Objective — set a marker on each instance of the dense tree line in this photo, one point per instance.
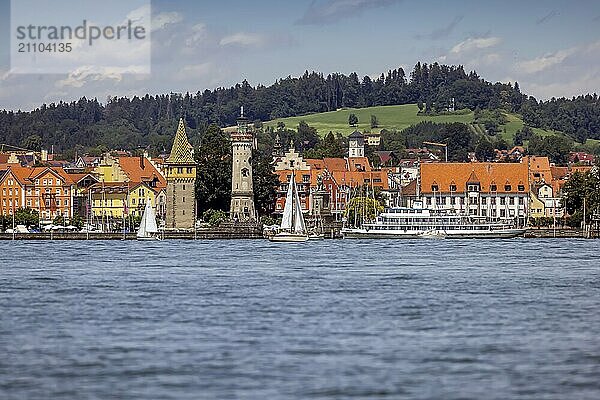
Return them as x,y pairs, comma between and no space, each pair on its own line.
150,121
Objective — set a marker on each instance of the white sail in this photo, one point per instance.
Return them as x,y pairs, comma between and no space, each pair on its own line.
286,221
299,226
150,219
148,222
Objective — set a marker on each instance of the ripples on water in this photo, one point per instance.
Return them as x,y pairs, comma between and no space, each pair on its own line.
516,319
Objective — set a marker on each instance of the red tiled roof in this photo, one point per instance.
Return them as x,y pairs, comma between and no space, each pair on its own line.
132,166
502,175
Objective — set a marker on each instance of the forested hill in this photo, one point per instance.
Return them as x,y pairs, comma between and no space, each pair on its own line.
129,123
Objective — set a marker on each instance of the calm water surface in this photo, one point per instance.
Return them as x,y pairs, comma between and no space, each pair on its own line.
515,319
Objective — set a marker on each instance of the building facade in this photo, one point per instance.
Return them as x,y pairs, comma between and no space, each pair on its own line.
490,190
-=-=-
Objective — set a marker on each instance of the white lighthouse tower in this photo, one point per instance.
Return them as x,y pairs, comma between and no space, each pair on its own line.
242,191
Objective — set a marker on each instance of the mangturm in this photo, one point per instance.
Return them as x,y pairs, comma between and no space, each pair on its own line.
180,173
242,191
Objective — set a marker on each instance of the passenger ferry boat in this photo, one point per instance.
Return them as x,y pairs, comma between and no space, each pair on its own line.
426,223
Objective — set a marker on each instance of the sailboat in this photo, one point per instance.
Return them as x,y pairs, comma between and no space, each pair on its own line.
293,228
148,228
-=-=-
▶ _Task to complete_
Pull out every line of the listing that contains the string "instance" and copy each one unchanged. Case counts.

▶ _Correct response_
Objective — set a marker on each instance of the dense tree line in this photo, one point per instance.
Objective — set a marker on each instance of the white sail in this photo, one point per instance.
Objective — set a marker on each instance of the ripples on water in this photo, one point per instance.
Objective — set a marker on each instance of the red tiled roof in this photo, one point per instance.
Objective — set a marker on each instance of the forested hill in this photo, one point per instance.
Objective — set a marker on each instance of the calm water surface in this photo, one point per instance.
Objective — set a marker on each instance of the building facade in this photo, one point per instance.
Objective — set a marker on each instance of the white lighthouse tower in this photo, one point per instance.
Objective — set a marker on each instance of the mangturm in this photo, one point per instance.
Objective — set a marker on each instance of the passenger ferry boat in this photo, one point per instance.
Objective — set a marker on each instance of the sailboat in this photo, one point per instance.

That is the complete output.